**Exercise description:** Below are records; count the lines that contain "wetsuit" and give only the total.
[[ Entries supplied open ]]
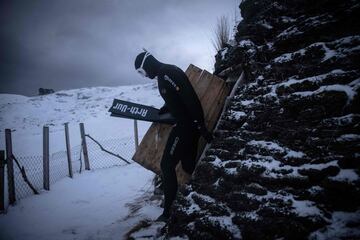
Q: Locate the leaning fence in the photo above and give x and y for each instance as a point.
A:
(31, 174)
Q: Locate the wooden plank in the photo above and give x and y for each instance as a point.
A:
(212, 92)
(2, 178)
(84, 146)
(193, 72)
(10, 167)
(68, 149)
(46, 158)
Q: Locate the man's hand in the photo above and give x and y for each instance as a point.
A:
(204, 132)
(163, 110)
(208, 136)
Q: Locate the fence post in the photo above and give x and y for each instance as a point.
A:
(2, 192)
(46, 157)
(136, 135)
(84, 146)
(10, 167)
(68, 150)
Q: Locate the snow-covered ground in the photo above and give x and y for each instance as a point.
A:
(95, 204)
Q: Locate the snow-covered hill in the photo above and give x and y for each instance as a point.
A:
(100, 204)
(27, 115)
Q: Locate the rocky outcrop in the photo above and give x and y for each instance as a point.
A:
(285, 160)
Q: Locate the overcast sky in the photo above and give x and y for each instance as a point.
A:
(82, 43)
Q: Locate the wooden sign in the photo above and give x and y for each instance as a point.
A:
(212, 92)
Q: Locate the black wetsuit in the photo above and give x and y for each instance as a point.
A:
(183, 103)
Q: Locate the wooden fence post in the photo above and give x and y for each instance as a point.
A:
(10, 167)
(84, 146)
(46, 157)
(2, 192)
(136, 135)
(68, 150)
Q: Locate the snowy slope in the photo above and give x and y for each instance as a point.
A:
(100, 204)
(26, 115)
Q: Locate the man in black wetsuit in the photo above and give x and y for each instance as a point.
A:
(183, 103)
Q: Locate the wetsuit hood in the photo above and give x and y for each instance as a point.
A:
(147, 64)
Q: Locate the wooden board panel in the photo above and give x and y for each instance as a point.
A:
(212, 92)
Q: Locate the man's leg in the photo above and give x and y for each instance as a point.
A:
(168, 165)
(188, 160)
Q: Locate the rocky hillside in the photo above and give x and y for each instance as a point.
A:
(285, 161)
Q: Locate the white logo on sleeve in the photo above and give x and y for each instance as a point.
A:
(167, 78)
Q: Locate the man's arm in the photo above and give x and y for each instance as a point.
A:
(189, 98)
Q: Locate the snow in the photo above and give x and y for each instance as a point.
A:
(332, 49)
(290, 31)
(26, 115)
(318, 78)
(94, 204)
(346, 175)
(247, 102)
(305, 208)
(246, 43)
(226, 223)
(349, 91)
(339, 228)
(348, 138)
(148, 232)
(294, 154)
(271, 146)
(236, 115)
(90, 206)
(223, 53)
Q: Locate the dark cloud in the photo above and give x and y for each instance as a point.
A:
(70, 44)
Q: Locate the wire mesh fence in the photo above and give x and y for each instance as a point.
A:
[[ Entries supplied closed ]]
**Worked solution:** 3